── Extrait du document

Oui, d’aussi loin que je me souvienne, la littérature a toujours été un très grand refuge pour moi. Mon rapport au refuge a également beaucoup évolué au fil du temps, comme pour beaucoup de gens j’imagine. Adolescente, je cherchais vraiment à être confortée, je cherchais dans les livres des héroïnes qui me ressemblaient, j’avais envie de vivre ou de revivre des choses par procuration, mais je pense que si je dois citer un livre qui a changé ma manière de considérer tout ça, c’est probablement La Promenade au phare de Virginia Woolf. C’est très difficile de sélectionner un titre parmi l’œuvre de cette autrice, mais je me rappelle particulièrement celui-là, j’étais plutôt jeune adulte au moment de la lecture. Pourtant, paradoxalement, cela n’avait pas été une lecture rassurante, mais c’est justement la déstabilisation dans laquelle j’ai été mise – c’est une sorte de poème psychologique, l’histoire peut être résumée très rapidement –, c’est toute la trajectoire mentale des personnages qui m’ont fait voir que l’unité de l’identité est une fiction et que l’on peut être multiple, que la littérature est un échange qui n’a pas besoin de se terminer pour se construire et que cela se déploie. Le mystère, l’illimité, l’insaisissable est au cœur de nos vies. Cela a vraiment été une lecture-clé pour moi. J’ai compris que l’âme est changeante et que l’on peut y trouver une liberté. C’est très déstabilisant mais très libératoire aussi.

────

:: Consigne ::
Poursuivez le témoignage sur la littérature comme refuge en reprenant immédiatement après sa dernière phrase.

── Informations extraites

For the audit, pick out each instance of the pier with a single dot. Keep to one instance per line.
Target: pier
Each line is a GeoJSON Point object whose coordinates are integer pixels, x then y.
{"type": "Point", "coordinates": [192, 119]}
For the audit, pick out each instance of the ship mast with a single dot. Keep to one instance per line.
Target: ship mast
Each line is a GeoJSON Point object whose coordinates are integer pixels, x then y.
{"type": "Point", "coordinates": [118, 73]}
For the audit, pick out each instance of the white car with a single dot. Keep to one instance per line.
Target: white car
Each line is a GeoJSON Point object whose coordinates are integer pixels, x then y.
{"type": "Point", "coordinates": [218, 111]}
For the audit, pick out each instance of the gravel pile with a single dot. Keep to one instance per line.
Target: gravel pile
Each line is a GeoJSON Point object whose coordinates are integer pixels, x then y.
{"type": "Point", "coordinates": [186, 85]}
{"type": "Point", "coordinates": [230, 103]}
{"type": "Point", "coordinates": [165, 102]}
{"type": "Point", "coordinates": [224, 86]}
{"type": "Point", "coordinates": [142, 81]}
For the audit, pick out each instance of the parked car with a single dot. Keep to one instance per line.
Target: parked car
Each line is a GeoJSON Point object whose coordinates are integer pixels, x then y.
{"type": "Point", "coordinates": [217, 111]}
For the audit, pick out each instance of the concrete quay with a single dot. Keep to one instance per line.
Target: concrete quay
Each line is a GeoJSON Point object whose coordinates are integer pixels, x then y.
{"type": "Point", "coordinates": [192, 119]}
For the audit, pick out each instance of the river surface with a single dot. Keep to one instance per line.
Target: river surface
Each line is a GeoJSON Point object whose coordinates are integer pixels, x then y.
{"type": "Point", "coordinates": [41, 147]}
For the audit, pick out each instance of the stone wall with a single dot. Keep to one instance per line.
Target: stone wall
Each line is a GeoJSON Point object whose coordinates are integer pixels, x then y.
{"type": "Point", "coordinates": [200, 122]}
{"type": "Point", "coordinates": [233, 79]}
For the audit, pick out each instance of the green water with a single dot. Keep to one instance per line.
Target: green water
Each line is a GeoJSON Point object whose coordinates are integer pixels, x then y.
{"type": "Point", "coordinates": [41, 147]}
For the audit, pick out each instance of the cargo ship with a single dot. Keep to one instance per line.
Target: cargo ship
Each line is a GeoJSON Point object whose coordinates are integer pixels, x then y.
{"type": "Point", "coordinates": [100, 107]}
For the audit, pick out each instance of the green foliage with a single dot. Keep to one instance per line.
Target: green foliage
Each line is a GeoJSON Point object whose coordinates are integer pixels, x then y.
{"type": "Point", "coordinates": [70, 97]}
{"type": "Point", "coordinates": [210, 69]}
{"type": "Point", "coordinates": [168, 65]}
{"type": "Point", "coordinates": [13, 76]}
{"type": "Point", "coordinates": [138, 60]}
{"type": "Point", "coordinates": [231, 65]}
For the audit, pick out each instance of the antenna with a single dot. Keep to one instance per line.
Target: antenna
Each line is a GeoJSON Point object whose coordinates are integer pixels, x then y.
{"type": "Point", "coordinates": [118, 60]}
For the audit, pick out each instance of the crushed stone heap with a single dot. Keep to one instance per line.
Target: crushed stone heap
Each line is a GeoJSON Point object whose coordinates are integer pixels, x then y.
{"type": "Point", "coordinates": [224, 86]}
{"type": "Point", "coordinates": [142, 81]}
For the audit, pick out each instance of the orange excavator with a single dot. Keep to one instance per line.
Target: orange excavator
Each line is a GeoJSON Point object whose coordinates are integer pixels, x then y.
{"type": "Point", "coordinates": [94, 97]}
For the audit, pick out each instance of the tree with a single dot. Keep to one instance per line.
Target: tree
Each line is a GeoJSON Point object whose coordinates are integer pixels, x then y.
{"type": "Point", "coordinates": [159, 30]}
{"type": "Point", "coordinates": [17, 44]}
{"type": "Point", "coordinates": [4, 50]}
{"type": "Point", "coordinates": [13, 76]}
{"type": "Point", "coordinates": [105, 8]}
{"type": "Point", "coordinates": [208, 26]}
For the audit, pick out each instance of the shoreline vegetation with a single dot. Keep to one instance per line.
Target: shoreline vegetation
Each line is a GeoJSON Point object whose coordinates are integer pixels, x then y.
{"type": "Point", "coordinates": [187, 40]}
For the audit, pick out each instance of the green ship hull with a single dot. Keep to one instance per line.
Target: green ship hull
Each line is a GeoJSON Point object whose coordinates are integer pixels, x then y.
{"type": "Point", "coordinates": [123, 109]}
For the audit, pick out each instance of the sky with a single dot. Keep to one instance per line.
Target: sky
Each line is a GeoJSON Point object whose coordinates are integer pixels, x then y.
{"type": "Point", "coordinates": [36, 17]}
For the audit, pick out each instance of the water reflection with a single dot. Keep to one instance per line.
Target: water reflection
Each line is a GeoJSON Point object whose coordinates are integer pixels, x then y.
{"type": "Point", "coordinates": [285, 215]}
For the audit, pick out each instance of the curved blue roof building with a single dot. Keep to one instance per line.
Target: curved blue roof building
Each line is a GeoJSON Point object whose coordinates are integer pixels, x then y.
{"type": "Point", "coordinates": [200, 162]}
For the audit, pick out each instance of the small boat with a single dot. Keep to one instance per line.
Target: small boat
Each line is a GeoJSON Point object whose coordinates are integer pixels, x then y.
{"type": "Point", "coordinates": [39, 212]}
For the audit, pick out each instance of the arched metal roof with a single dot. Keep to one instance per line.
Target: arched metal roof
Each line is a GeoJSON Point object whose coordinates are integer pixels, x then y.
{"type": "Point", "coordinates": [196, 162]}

────
── Informations extraites

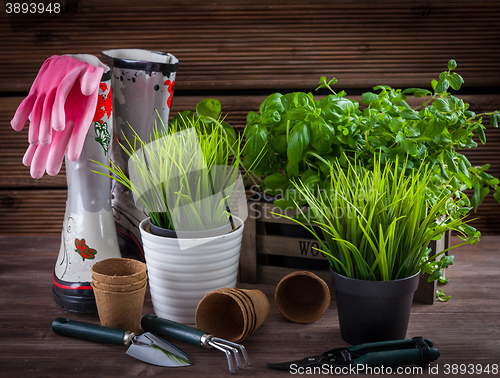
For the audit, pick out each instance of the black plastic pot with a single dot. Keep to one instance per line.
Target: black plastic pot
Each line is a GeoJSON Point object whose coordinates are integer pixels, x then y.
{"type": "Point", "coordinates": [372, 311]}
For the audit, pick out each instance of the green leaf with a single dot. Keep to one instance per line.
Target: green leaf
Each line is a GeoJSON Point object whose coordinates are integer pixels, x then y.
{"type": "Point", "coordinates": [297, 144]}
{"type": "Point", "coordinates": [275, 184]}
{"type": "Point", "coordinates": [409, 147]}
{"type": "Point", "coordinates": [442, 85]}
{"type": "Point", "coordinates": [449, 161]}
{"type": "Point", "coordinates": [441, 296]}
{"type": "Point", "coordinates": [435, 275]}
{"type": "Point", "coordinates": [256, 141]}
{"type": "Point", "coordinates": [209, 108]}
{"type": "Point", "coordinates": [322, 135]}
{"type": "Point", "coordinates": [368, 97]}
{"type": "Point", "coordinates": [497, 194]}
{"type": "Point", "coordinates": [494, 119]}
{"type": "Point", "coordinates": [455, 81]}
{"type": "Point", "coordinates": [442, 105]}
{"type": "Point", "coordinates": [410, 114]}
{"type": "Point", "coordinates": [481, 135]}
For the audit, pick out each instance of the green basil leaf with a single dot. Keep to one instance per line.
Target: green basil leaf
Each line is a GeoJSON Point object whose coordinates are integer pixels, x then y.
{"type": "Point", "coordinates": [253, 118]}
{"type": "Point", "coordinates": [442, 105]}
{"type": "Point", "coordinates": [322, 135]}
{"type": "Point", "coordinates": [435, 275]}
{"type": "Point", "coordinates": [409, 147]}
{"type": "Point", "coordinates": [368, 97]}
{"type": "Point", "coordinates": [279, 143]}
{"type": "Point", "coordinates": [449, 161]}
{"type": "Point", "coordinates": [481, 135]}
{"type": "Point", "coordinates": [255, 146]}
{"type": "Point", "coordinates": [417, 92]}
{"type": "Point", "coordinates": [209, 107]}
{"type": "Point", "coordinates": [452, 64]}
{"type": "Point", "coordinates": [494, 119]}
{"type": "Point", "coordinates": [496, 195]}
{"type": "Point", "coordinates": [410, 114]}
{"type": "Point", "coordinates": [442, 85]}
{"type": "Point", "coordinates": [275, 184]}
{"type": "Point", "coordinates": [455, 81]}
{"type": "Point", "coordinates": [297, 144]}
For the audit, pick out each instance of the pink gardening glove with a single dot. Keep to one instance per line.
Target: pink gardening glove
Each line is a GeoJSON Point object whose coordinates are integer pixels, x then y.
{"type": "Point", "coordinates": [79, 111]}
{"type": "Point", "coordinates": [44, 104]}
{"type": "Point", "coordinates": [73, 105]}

────

:: Corrigé de l'exercice ::
Tant la librairie que le festival Passa Porta offrent une fenêtre sur la diversité linguistique et culturelle belge, alors que les cultures et littératures wallonnes et flamandes diffèrent énormément. Quels sont selon toi les points d’ancrage, les valeurs refuges qu’elles partagent ? Et comment l’avez-vous traduit dans la programmation du festival ?

En tout cas, sur la spécificité du festival, je dirais qu’il y a une curiosité énorme – aller voir comment la littérature se renouvelle, voir ce qui se publie actuellement, etc. –, à la fois envers les voix émergentes et un peu iconoclastes mais aussi une foi commune dans les grands noms, dans les grands auteurs qui, de livres en livres, gagnent en puissance et constituent des boussoles pour nous, lecteurs. C’est cette idée de confronter ces deux pôles, d’essayer de dresser un paysage littéraire contemporain entre ces deux tensions-là. Au sein du festival, on met également un point d’honneur à confronter les auteurs et les autrices belges à se confronter à leurs homologues internationaux afin de créer de nouveaux échanges.
Sinon plus généralement, on retrouve également certaines valeurs communes entre littérature wallonne et flamandes : le féminisme, la diversité, la valeur de la traduction, comme métier extrêmement clé de la création littéraire.

Toi qui lis autant de littérature francophone que néerlandophone, vois-tu des thématiques communes émerger récemment ?

Un des plus grands terrains de jeux de la littérature actuelle, c’est la réinvention du personnage féminin, ce qu’on appelle le Female Gaze au cinéma. J’ai l’impression qu’il y a quelque chose de très fort qui se passe dans la libération du corps, de l’identité, des personnages féminins, et il y a encore énormément de chose à écrire, à explorer. J’assiste à des choses très intéressantes et très neuves. Après, la question de la famille ou de faire famille est toujours là aussi et elle est toujours en train de se réinventer. C’est aussi la question de l’amitié, de comment l’on peut faire tribu. Et puis enfin, la question de l’écologie bien sûr. C’est passionnant de voir comment cela peut être abordé en littérature.

Que peut-on souhaiter au Passa Porta Festival pour cette neuvième édition ?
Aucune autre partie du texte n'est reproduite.